The surprises continued. Rather than focus on more substantive issues such as breach of fiduciary duty or fraud, OCIE fixed on more administrative compliance failures such as “off-the-shelf” compliance manuals, failed Code of Ethics reporting, and books and records weaknesses.

The SEC released a letter outlining where the most common deficiencies occur.
February 16

This Risk Alert signals a continued broken windows approach to compliance and enforcement, where the chief securities regulator seeks to prevent smaller infractions, which in turn creates a peaceful regulatory neighborhood which is seen as less hospitable to bigger violations.

According to the alert, OCIE intends the information “to assist advisers during their compliance reviews,” many of which occur during the first quarter of the year.

The SEC has seen several issues involving compliance program administration. For example, the OCIE staff continues to see off-the-shelf compliance manuals that fail to address “individualized business practices” such as client type, investment approach, and trading practices. OCIE also finds many firms failing to conduct the required annual compliance review, conducting cursory reviews, or failing to remedy problems previously identified.

Additionally, the staff has seen many firms failing to comply with their compliance policies and procedures in areas such as marketing, expenses or employee behavior.

The OCIE has called advisers to task for their filing and disclosure practices, especially related to Forms ADV, PF and D. Many advisers failed to file required amendments upon the occurrence of material events, and others simply failed to file their annual Form ADV amendment within the required 90-day time frame. Private fund managers had challenges filing accurate and timely Form PFs about the funds they manage.

"Many advisers did not even realize they were deemed to have custody."

The SEC did not like seeing widespread failures to comply with the complicated Custody Rule. Many advisers did not even realize they were deemed to have custody by virtue of having online access to client accounts, obtaining a power of attorney or acting as a general partner to a private fund. If an adviser has this constructive custody, it must engage a PCAOB auditor to perform a surprise annual exam. However, many firms failed to conduct the exam, engaged an unqualified firm, unlawfully limited scope, and/or failed to file the necessary forms.

Compliance with the Code of Ethics rules also continues to bedevil advisers. Many firms still have trouble identifying who should be a designated access person subject to review of brokerage accounts and preclearance. At the same time, access persons fail to submit required statements and certifications in a timely manner. Finally, advisers are failing to review the reports delivered.

The OCIE staff also cited failures to maintain proper books and records. Many firms did not maintain the required categories including trading records, advisory agreements, and general ledgers. Others had many recordkeeping errors, including incorrect fee schedules or client lists. Some firms had inconsistent or conflicting documents.

##########

Given instruction 1
Quote the records word for word, from the start of the records through the line containing "(1060, 220)".

Material supplied
##########

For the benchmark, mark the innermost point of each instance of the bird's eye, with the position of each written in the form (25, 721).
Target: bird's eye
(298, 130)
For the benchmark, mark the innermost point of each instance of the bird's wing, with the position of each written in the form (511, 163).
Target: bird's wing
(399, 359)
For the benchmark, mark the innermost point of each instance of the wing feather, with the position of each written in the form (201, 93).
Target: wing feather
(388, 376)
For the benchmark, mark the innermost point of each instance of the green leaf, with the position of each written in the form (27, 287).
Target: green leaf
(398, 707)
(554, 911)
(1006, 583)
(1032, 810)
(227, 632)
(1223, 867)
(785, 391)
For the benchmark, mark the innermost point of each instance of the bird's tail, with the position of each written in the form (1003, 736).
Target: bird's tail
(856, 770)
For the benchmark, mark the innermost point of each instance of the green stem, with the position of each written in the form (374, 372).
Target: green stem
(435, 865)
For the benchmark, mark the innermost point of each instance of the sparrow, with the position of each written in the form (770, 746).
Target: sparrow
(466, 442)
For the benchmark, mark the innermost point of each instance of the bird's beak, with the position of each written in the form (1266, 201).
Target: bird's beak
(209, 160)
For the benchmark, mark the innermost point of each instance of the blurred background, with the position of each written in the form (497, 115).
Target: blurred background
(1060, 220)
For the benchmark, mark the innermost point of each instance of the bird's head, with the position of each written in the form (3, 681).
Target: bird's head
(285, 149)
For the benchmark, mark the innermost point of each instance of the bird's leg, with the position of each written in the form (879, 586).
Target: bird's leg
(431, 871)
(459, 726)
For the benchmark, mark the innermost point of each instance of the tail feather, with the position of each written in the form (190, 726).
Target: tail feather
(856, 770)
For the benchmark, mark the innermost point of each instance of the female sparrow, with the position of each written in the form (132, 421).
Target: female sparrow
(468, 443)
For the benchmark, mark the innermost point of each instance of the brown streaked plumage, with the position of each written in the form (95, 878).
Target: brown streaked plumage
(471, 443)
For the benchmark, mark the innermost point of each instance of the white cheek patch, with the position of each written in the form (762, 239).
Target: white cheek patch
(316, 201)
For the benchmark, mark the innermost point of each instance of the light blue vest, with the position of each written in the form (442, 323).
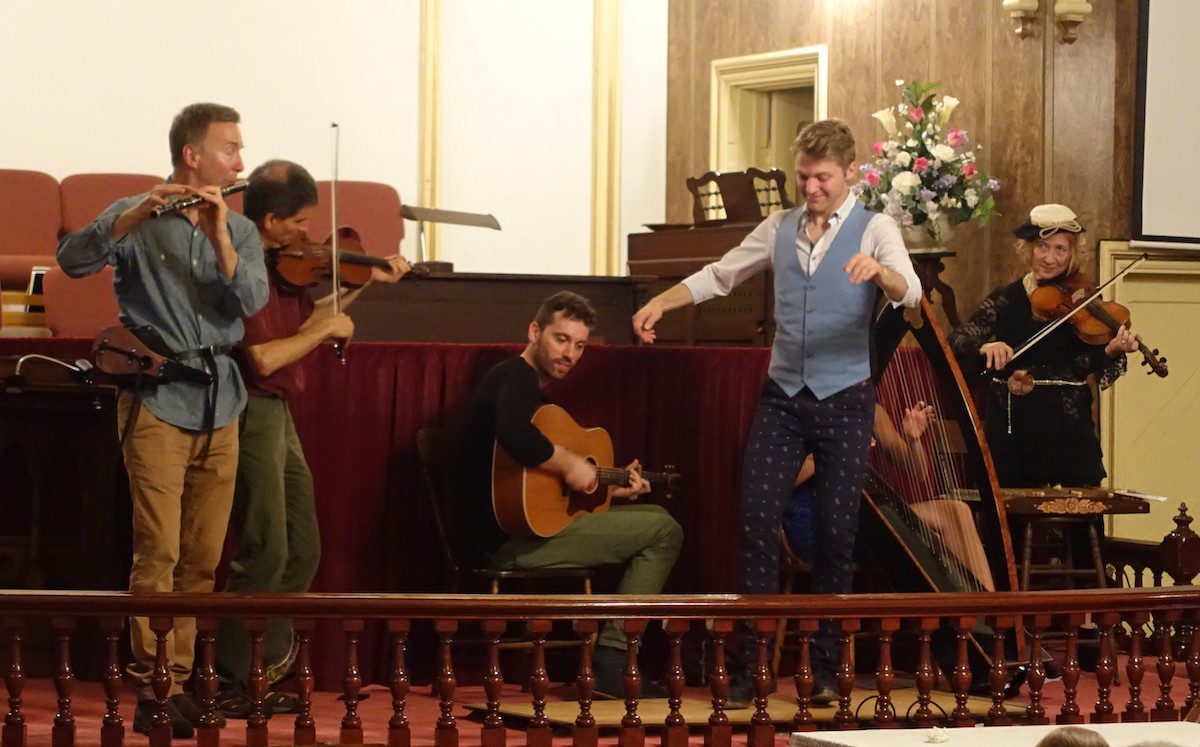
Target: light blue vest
(823, 322)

##########

Given instruction 2
According to the text on the SEC compliance risk alert, within what time frame must advisers file their annual Form ADV amendment?

Written response 1
For the benchmark, mark the innermost point of each instance of the bird's eye, with the position of each written in the form (25, 721).
Target: bird's eye
(298, 130)
For the benchmark, mark the innermost point of each instance of the bird's wing, with the position of each written in the form (511, 163).
Target: bird's wing
(399, 359)
For the benchmark, mark the innermost point of each instance of the wing feather, with the position of each written in the form (201, 93).
Target: wing feather
(388, 376)
For the benchmark, mark the innermost point of each instance of the green leaf, with the position of each written in the form (27, 287).
Target: green leaf
(398, 707)
(554, 911)
(1006, 583)
(1032, 810)
(227, 632)
(1223, 867)
(785, 391)
For the benchmark, mark the innermost point of each instance of the bird's tail, with the position of each written in the form (1003, 736).
Target: bird's tail
(856, 770)
For the benchmark, mark the innermost point of each instance of the green stem, with the position of each written in the form (374, 372).
Target: green stem
(435, 865)
For the benchmark, mark the innermost point of each instance of the sparrow, with the position of each written in the form (770, 746).
Target: sparrow
(466, 442)
For the benchmark, mark the innermost point of each instance of the bird's beak, with the position of each written in the form (1266, 201).
Target: bird's beak
(209, 160)
For the benchmark, mark the innermost point of each instance of the blurred background, with the position of each written in the form (497, 115).
Target: blurred background
(1060, 220)

Written response 2
Within 90 days.